Work instructions -
In your reply, restate all of the records below word for word.

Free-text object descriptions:

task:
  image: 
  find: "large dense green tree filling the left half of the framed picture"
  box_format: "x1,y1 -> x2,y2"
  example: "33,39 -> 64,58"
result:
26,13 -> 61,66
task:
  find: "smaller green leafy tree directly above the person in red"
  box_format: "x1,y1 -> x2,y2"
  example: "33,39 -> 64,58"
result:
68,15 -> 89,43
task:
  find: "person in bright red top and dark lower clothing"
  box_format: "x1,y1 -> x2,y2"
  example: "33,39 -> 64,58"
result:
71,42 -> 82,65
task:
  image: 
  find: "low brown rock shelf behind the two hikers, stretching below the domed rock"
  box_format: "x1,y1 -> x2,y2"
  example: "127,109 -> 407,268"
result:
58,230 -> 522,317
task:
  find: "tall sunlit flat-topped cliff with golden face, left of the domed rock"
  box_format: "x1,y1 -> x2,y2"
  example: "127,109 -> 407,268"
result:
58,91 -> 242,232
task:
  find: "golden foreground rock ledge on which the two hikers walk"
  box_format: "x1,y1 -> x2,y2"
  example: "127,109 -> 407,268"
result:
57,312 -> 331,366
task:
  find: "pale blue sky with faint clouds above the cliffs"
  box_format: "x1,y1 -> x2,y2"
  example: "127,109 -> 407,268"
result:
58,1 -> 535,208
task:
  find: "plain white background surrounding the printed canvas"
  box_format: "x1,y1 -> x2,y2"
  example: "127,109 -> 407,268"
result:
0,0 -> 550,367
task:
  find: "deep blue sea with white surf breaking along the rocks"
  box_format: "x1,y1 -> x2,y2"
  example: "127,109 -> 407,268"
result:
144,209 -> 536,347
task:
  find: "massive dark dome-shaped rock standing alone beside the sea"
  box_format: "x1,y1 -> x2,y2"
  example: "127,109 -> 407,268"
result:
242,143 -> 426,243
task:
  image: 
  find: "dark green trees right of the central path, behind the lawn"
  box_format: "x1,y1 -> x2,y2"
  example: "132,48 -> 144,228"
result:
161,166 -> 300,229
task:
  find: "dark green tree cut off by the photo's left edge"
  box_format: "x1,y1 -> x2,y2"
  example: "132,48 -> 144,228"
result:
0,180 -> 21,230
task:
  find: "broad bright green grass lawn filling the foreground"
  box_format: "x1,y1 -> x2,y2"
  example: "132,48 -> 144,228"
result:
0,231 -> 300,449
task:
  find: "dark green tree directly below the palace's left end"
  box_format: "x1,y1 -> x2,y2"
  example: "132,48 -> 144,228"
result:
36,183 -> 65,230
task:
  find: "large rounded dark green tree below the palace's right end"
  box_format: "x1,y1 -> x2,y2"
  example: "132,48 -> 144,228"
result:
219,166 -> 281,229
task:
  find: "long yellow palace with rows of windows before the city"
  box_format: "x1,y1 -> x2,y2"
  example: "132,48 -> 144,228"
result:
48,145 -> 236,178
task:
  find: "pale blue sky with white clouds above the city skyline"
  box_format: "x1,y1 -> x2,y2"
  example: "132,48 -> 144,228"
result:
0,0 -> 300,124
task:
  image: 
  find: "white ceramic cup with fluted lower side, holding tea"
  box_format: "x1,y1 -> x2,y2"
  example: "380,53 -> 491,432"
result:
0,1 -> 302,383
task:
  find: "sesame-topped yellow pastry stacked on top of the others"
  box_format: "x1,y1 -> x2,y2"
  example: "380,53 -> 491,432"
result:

Response below -
task:
  image: 
  find: "large dense green tree filling the left half of the framed picture"
  box_format: "x1,y1 -> x2,y2"
  example: "33,39 -> 64,58"
result:
26,13 -> 61,66
task:
  find: "smaller green leafy tree directly above the person in red"
  box_format: "x1,y1 -> x2,y2"
  example: "33,39 -> 64,58"
result:
68,15 -> 89,43
task:
  find: "person in bright red top and dark lower clothing"
  box_format: "x1,y1 -> x2,y2"
  example: "33,39 -> 64,58"
result:
71,42 -> 82,65
task:
  image: 
  find: "low brown rock shelf behind the two hikers, stretching below the domed rock"
  box_format: "x1,y1 -> x2,y2"
  example: "127,109 -> 407,268"
result:
58,230 -> 522,317
task:
  find: "tall sunlit flat-topped cliff with golden face, left of the domed rock"
  box_format: "x1,y1 -> x2,y2"
  example: "127,109 -> 407,268"
result:
58,91 -> 242,232
task:
  find: "golden foreground rock ledge on which the two hikers walk"
  box_format: "x1,y1 -> x2,y2"
  example: "127,109 -> 407,268"
result:
57,312 -> 331,366
task:
  find: "pale blue sky with faint clouds above the cliffs"
  box_format: "x1,y1 -> x2,y2"
  example: "127,109 -> 407,268"
result:
58,1 -> 535,208
task:
  find: "plain white background surrounding the printed canvas"
  box_format: "x1,y1 -> x2,y2"
  example: "127,109 -> 407,268"
result:
0,0 -> 550,367
task:
  find: "deep blue sea with white surf breaking along the rocks"
  box_format: "x1,y1 -> x2,y2"
  example: "127,109 -> 407,268"
result:
144,209 -> 536,347
task:
  find: "massive dark dome-shaped rock standing alone beside the sea"
  box_format: "x1,y1 -> x2,y2"
  example: "127,109 -> 407,268"
result:
242,143 -> 426,243
task:
  image: 
  find: "dark green trees right of the central path, behind the lawn"
  box_format: "x1,y1 -> x2,y2"
  example: "132,48 -> 144,228"
result:
161,166 -> 300,229
task:
  find: "dark green tree cut off by the photo's left edge"
  box_format: "x1,y1 -> x2,y2"
  example: "132,48 -> 144,228"
result:
0,180 -> 21,230
task:
  find: "broad bright green grass lawn filling the foreground"
  box_format: "x1,y1 -> x2,y2"
  example: "132,48 -> 144,228"
result:
0,231 -> 300,449
task:
  find: "dark green tree directly below the palace's left end"
  box_format: "x1,y1 -> x2,y2"
  example: "132,48 -> 144,228"
result:
36,183 -> 65,230
task:
  find: "large rounded dark green tree below the palace's right end"
  box_format: "x1,y1 -> x2,y2"
  example: "132,48 -> 144,228"
result:
219,166 -> 281,229
task:
  find: "long yellow palace with rows of windows before the city"
  box_format: "x1,y1 -> x2,y2"
  example: "132,48 -> 144,228"
result:
48,145 -> 236,178
task:
  find: "pale blue sky with white clouds above the city skyline"
  box_format: "x1,y1 -> x2,y2"
  example: "132,48 -> 144,228"
result:
0,0 -> 300,124
task:
  image: 
  find: "white ceramic cup with fluted lower side, holding tea"
  box_format: "x1,y1 -> x2,y2"
  example: "380,53 -> 491,432"
result:
0,1 -> 302,383
task:
  find: "sesame-topped yellow pastry stacked on top of the others"
  box_format: "x1,y1 -> x2,y2"
  example: "380,53 -> 491,432"
result:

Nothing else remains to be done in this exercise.